_Goal of the exercise_. Without the pictures, write out every entry that follows exactly.

(Natural-language object grounding data)
+++
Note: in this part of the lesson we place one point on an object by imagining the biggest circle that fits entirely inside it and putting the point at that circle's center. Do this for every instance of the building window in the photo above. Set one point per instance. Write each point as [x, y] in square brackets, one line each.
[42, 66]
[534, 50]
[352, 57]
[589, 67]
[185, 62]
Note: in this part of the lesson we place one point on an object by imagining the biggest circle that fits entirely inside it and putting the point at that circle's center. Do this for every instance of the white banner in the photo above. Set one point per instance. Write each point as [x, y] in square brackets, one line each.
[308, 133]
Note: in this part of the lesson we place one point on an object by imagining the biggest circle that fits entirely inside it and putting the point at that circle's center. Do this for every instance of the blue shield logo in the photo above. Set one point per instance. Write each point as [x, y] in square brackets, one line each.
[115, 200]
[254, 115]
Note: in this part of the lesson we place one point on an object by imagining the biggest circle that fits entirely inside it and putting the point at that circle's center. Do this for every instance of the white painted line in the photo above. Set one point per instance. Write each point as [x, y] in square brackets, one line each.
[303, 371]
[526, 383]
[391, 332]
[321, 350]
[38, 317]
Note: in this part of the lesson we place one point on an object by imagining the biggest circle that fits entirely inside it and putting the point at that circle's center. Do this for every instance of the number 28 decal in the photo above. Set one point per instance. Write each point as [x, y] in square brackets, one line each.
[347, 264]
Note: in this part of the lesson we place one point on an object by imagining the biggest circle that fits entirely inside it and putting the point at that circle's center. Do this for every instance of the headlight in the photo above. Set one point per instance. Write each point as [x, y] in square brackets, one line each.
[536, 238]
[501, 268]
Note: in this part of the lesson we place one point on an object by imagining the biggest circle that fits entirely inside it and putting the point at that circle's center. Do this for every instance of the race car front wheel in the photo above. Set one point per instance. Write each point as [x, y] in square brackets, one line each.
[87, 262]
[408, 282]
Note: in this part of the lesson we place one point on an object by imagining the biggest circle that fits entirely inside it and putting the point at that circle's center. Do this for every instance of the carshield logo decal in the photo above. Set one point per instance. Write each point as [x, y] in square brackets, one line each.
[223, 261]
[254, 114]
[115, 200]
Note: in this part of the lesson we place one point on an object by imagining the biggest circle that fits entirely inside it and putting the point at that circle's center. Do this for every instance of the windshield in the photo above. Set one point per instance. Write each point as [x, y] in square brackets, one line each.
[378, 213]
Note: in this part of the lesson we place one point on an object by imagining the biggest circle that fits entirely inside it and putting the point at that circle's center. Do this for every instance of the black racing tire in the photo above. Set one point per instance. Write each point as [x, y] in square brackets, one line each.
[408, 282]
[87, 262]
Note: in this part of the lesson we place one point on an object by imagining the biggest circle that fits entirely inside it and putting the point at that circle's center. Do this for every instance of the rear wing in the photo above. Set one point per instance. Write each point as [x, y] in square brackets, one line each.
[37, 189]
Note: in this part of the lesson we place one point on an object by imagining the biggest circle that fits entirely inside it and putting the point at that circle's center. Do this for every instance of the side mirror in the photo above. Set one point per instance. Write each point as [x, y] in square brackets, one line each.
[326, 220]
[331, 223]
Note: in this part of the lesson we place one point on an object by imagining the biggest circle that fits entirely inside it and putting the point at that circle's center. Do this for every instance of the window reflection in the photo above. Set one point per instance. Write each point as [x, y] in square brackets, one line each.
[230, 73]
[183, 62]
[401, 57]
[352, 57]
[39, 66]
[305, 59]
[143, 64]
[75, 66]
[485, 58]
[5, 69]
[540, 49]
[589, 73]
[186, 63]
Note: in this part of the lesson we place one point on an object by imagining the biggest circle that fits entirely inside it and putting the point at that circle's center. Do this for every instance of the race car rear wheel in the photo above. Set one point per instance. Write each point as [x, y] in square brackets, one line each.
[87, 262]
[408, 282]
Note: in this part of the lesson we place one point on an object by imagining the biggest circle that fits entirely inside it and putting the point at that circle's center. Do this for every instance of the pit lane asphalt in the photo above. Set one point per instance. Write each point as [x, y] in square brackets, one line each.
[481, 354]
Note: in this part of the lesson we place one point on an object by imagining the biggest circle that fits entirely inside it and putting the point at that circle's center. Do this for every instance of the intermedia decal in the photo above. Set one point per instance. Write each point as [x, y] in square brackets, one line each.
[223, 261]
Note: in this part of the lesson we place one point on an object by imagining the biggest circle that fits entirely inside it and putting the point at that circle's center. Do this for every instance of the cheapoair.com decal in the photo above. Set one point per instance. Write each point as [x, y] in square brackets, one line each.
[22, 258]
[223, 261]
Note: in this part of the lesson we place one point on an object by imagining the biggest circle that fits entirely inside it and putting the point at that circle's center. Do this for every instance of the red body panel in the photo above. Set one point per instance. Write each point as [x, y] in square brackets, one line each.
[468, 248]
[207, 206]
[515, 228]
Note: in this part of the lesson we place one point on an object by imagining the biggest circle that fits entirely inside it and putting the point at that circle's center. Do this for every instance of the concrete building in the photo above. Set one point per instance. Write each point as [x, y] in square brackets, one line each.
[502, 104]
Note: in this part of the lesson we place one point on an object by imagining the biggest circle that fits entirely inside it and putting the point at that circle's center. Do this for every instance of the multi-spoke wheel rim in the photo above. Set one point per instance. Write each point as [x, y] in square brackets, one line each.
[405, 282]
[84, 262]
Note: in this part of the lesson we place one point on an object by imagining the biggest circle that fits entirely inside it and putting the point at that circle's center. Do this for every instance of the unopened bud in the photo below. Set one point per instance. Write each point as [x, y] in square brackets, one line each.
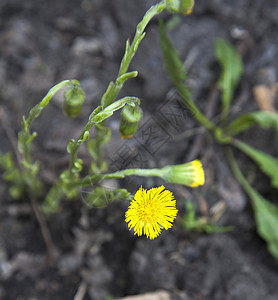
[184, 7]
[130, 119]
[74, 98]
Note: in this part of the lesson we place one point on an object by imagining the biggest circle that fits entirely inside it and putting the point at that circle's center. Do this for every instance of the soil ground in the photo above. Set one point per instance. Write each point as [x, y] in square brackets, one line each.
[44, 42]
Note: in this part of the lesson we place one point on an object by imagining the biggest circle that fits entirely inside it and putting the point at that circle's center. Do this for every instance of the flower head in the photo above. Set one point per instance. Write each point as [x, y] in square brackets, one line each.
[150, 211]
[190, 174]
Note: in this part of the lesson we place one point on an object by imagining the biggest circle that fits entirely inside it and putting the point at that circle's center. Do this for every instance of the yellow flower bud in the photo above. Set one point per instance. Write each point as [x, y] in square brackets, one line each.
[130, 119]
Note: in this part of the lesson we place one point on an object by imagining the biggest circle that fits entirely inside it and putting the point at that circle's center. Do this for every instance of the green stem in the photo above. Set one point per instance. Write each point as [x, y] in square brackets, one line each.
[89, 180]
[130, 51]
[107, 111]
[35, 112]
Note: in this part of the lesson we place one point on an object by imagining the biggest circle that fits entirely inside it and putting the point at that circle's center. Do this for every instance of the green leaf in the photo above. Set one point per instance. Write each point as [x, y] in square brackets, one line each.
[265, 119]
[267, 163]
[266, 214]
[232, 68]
+++
_Completed task_.
Note: in this part of the lesson we place one point on an object by imagining the biggest circle that fits entirely inside it and putting the point at that circle's center. Do this for every instance of the building window in the photo above. Set one point per instance. Write each point as [x, y] in square brackets, one line each.
[42, 66]
[534, 50]
[352, 57]
[589, 67]
[185, 62]
Note: in this part of the lesson we place one point on an object by imagining the biggest circle that fits entirely inside it and putting the point at that circle's center. Do this for every instance of the white banner in the photo above. Set one point per instance. Write each point as [x, y] in square brackets, one line each.
[308, 133]
Note: in this part of the lesson we place one point on an object by imagining the biggest circle that fits entirely inside it and putting the point at that circle's center. Do this for every instance of the blue shield logo in the photo above. Set one point per instance. Write each point as [x, y] in square brackets, one line each.
[115, 200]
[254, 115]
Note: in this part of the lesson we place one point on an object by imagining the biggest circle that fits entirely inside it and putting the point at that circle's center. Do this for every instance of the white painted line in the photo above. Set one point per instance. Write each point as [x, y] in square brackets, one line each.
[303, 371]
[526, 383]
[391, 332]
[321, 350]
[38, 317]
Note: in this part of the lesson we place one point on an object by imagining the biggest circle that fits entirely inside it and putting the point at that circle's center. Do this for every instance of the number 28 decal in the photo above. Set one point per instance. Write each point as [x, y] in square brackets, one line each.
[347, 264]
Note: in this part of the lesson we place one point on an object by imagining the biggest circle that fits entirely inside it and putting the point at that circle's center. Do this for every instance of the headlight in the photo above. Set one point per instance. Write each point as [x, y] in square brackets, one line each.
[536, 238]
[501, 268]
Note: in this part of the lesson we place one point on an object by imagining the biggest circle that fits entirely inside it and putting the point at that circle's center. Do this for every instance of the race car front wheel in the photo above. Set one point per instance. Write each point as [x, y] in square brackets, one line each.
[87, 262]
[408, 282]
Note: in this part of the lesson we place one point on an object by imagining the biggest circle that fits entirely inside it and putting the point at that circle's center. Do this for every instance of the carshield logo decal in the photo above. Set one point per instance. Write each point as [x, y] in square brackets, one line each.
[223, 261]
[254, 114]
[115, 200]
Note: in this part of the lesson we place one point on an object by imagining the biggest circle that fits entirely inside it and putting the point at that circle's center. Do this for every instance of the windshield in the photo above. Set one point per instance. Write each point as [x, y] in square brackets, one line each.
[378, 213]
Note: in this part of the lesson we place one point on an object by imagining the biggest circle that fits entirely inside it and putting the point at that circle's center. Do this for every instance of the black racing tire in the photo above. Set one point per instance. Write each point as [x, y] in square brackets, one line each.
[408, 282]
[87, 262]
Note: in this part of the lesson we place one point on an object by imagining the biggest circle that fits entirely inside it and putting the point at that circle's center. Do this for every instance of the rear wing in the photo above. Set one point per instance. Write each point as [x, y] in square brackets, one line each.
[37, 189]
Note: in this part of the lesson we place one point on an object by imagining the biggest circle that fits entirely inside it and putting the point at that circle's center. Do this for every instance of the side mirror in the photo above. Set one point per instance. Write each point as [x, y] in square brackets, one line each.
[326, 220]
[331, 223]
Note: in this part of the lesson we place one point on an object by imagining the biggest circle that fits entirely inside it and putting the point at that circle's center. Do this for every instance of the window reflection in the photo above. Set one point per instance. Write each point as [x, y] in square brackets, one line each.
[230, 73]
[183, 62]
[401, 57]
[352, 57]
[39, 66]
[305, 59]
[143, 64]
[75, 66]
[485, 58]
[5, 69]
[540, 49]
[589, 73]
[186, 63]
Note: in this part of the lesson we place one point on an object by imagining the biggest circle that fits entirely inside it and putting the point at that circle's center. Do this for every instance of the race car rear wheel in the photo above. Set one point per instance. Write each point as [x, y] in square brackets, one line each.
[87, 262]
[408, 282]
Note: in this part of the lesson we place one point on an object by imagining the biggest circle that fits entirely inside it and putting the point at that circle's center. Do this for every instance of the pit lane asphalt in the photo above. Set one point per instance. Write each point as [x, y] in square brackets, one line each.
[481, 354]
Note: in this part of the lesson we place one point on an object by imagining the biggest circle that fits entirely inside it and putting the point at that circle's center. Do this for every instance of the intermedia decal in the photo above. Set one point per instance. Write each point as [x, y] in square brackets, one line each.
[223, 261]
Note: in this part of the lesson we place one point on an object by imagining the biggest circle that fits entirely inside it and putting the point at that circle's center. Do this for every instance of the cheapoair.com decal in the photo above. Set one point per instance. Write each point as [x, y] in square brackets, one line each.
[22, 258]
[223, 261]
Note: in this part of the lesson we place one point on an object by imagining the biggest circle that fits entirely inside it and putting the point at that circle's center. Do this for every instance of the red body panel in the photo above. Set one point per instance. Write each point as [x, y] in square brackets, one line each.
[468, 248]
[207, 206]
[515, 228]
Note: in this part of the lesson we place one point on an object by imagining the biggest circle that fits entirely inside it and putting the point at that circle's center. Do this for every instance of the concrete building in the photo above. Set one point per instance. Write each point as [x, y] in square brackets, one line each.
[502, 104]
Note: in this part of the lesson we place one point on an object by imagining the biggest circle that fits entirely inside it and putting the point at that circle's center. Do this for every instance of the multi-spoke wheel rim in the photo above. Set one point per instance. Write each point as [x, y] in square brackets, one line each.
[405, 282]
[84, 262]
Note: in this part of the lesson we place one point on an object by imagining the biggest circle that fits entirely inside it and putting the point at that circle's center. Do this for every instance of the unopened bud in the photo below. Set one point per instance. Write each point as [x, y] in square brackets, one line each.
[184, 7]
[130, 119]
[74, 98]
Note: in this part of the lesson we place one point on an object by imagining the biggest circle that fits entirely inside it and putting the point at that circle's center. Do this for every instance of the soil ground in the photo above. Set one point per instance. Write each point as [x, y] in square brackets, one line each.
[44, 42]
Note: in this part of the lesson we place one point on an object by imagining the biggest circle that fits entirely inside it and putting the point at that circle's center. Do this for every instance of the flower head in the photo above. Set one point per instance. Write each point as [x, y] in square brackets, one line each.
[150, 211]
[190, 174]
Note: in this part of the lesson we place one point on an object by imagining the biggest circle that fits entirely inside it and putting the point at that circle's center. Do this for every instance of the yellow flower bud in the photo above. Set one point per instance. Write each point as [x, y] in square brackets, one line each.
[130, 119]
Note: in this part of the lesson we place one point on an object by imagining the biggest circle that fits entirely inside it and putting the point at that circle's center. Do this for every instance of the green stem in the photo above. Set one point per instance. Write each point as [x, y] in square brackets, one line each.
[89, 180]
[130, 51]
[107, 111]
[35, 112]
Note: in this part of the lesson we place one point on an object by imagining the biggest circle that fits entirely inside it and putting the point at that circle's center. Do this for every instance of the green leaf in the photo above. Set one point per instance. Write each point as [x, y] in square brackets, one line each.
[265, 119]
[267, 163]
[266, 214]
[232, 68]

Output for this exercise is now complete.